### SOURCE MATERIAL ###

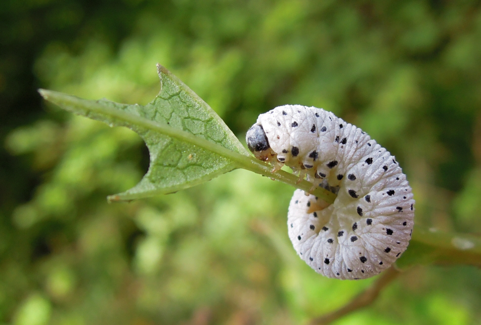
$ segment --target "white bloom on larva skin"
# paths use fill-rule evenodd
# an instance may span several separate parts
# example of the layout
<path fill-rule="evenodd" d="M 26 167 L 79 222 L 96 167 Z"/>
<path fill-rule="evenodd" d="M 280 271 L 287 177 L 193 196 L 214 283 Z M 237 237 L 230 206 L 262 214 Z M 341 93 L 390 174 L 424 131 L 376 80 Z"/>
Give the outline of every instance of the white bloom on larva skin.
<path fill-rule="evenodd" d="M 411 187 L 394 157 L 360 128 L 321 109 L 285 105 L 260 115 L 247 140 L 257 158 L 276 168 L 285 164 L 337 194 L 323 208 L 325 203 L 296 190 L 289 205 L 289 238 L 316 272 L 365 279 L 406 249 L 413 225 Z"/>

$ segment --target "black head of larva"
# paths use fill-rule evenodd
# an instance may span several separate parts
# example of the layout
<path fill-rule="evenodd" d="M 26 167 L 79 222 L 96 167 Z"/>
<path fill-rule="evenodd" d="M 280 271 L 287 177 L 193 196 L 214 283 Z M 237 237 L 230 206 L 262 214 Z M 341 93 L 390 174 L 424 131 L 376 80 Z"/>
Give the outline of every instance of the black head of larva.
<path fill-rule="evenodd" d="M 247 131 L 246 141 L 249 150 L 254 153 L 267 150 L 270 148 L 264 129 L 262 125 L 259 124 L 252 125 Z"/>

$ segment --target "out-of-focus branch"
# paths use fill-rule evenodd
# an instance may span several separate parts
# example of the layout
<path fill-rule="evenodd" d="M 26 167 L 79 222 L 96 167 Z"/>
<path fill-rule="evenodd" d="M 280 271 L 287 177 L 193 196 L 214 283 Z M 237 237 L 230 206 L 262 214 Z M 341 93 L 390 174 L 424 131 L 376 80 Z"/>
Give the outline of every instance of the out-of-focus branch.
<path fill-rule="evenodd" d="M 381 291 L 394 280 L 400 272 L 393 267 L 385 271 L 370 287 L 356 296 L 341 308 L 312 320 L 311 325 L 325 325 L 343 317 L 350 313 L 360 309 L 376 300 Z"/>

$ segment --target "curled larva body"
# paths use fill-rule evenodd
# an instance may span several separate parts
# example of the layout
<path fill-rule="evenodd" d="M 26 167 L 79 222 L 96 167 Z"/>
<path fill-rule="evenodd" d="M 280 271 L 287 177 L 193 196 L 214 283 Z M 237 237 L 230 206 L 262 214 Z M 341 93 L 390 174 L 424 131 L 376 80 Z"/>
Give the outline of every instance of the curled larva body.
<path fill-rule="evenodd" d="M 337 194 L 326 207 L 297 190 L 288 213 L 289 236 L 316 272 L 364 279 L 394 263 L 412 231 L 411 187 L 394 157 L 360 129 L 315 107 L 285 105 L 261 114 L 248 132 L 256 157 L 305 173 Z"/>

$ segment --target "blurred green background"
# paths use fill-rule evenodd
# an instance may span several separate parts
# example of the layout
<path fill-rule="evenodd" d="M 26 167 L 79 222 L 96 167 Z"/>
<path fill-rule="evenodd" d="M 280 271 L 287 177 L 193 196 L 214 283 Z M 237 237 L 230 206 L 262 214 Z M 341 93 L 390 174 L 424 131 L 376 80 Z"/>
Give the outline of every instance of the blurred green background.
<path fill-rule="evenodd" d="M 2 0 L 0 46 L 1 324 L 295 324 L 372 283 L 298 258 L 293 189 L 258 175 L 107 204 L 145 145 L 36 89 L 146 104 L 157 62 L 242 139 L 276 106 L 332 111 L 396 156 L 418 224 L 481 234 L 479 0 Z M 419 266 L 336 324 L 481 324 L 480 306 L 479 269 Z"/>

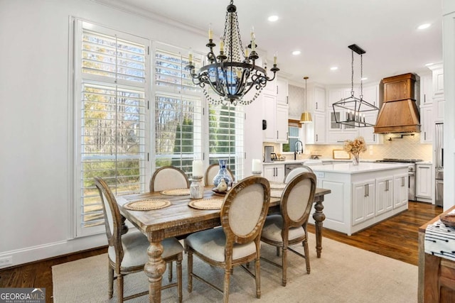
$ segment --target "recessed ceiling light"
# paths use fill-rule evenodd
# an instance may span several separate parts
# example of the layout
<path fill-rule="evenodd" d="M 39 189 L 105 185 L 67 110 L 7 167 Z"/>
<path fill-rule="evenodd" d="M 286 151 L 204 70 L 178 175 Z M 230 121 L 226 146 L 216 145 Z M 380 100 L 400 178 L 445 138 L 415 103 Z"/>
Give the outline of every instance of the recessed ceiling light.
<path fill-rule="evenodd" d="M 431 26 L 432 25 L 430 23 L 421 24 L 417 27 L 417 29 L 419 29 L 419 30 L 424 30 L 425 28 L 428 28 Z"/>

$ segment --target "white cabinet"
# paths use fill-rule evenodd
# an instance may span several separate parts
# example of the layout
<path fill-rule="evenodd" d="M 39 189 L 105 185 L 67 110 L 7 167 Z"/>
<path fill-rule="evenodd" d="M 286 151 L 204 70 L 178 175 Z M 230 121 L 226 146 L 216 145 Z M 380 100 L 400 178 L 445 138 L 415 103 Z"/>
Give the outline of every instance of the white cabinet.
<path fill-rule="evenodd" d="M 312 119 L 313 122 L 304 124 L 305 143 L 323 144 L 326 143 L 326 114 L 315 111 Z"/>
<path fill-rule="evenodd" d="M 277 103 L 283 105 L 289 104 L 287 81 L 286 80 L 277 80 Z"/>
<path fill-rule="evenodd" d="M 433 79 L 432 74 L 420 76 L 420 106 L 433 103 Z"/>
<path fill-rule="evenodd" d="M 284 181 L 284 165 L 264 165 L 264 177 L 269 181 L 282 182 Z"/>
<path fill-rule="evenodd" d="M 318 111 L 325 113 L 326 89 L 317 84 L 308 84 L 306 92 L 306 111 L 311 113 Z"/>
<path fill-rule="evenodd" d="M 262 131 L 264 142 L 286 143 L 288 133 L 288 106 L 277 104 L 277 97 L 263 94 L 262 117 L 267 128 Z"/>
<path fill-rule="evenodd" d="M 409 176 L 407 174 L 393 176 L 393 208 L 407 204 L 409 197 Z"/>
<path fill-rule="evenodd" d="M 433 117 L 433 104 L 420 106 L 420 143 L 431 143 L 434 133 L 434 119 Z"/>
<path fill-rule="evenodd" d="M 375 216 L 375 180 L 353 183 L 352 224 L 355 226 Z"/>
<path fill-rule="evenodd" d="M 415 172 L 415 196 L 417 201 L 432 202 L 434 182 L 433 182 L 433 165 L 417 164 Z"/>
<path fill-rule="evenodd" d="M 376 179 L 376 216 L 393 209 L 393 177 Z"/>

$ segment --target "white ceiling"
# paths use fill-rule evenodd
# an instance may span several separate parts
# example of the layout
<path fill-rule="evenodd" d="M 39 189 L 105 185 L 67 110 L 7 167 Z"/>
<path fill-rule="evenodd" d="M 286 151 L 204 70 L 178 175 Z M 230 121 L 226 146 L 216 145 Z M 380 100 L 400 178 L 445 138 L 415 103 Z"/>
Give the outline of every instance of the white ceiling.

###

Revise the lines from the start of the records through the line containing "Give the outline of every instance of the white bloom", both included, replacing "larva skin" with "larva cuticle" and changing nothing else. Leave the pictures out of the answer.

$ segment --target "white bloom on larva cuticle"
# paths use fill-rule evenodd
# an instance may span several separate parts
# example of the layout
<path fill-rule="evenodd" d="M 26 167 L 79 222 L 96 167 Z"/>
<path fill-rule="evenodd" d="M 280 271 L 287 177 L 193 196 L 214 283 Z M 237 237 L 230 206 L 262 214 Z M 341 93 L 390 174 L 424 131 L 376 80 Z"/>
Give the outline of every instance of the white bloom on larva cuticle.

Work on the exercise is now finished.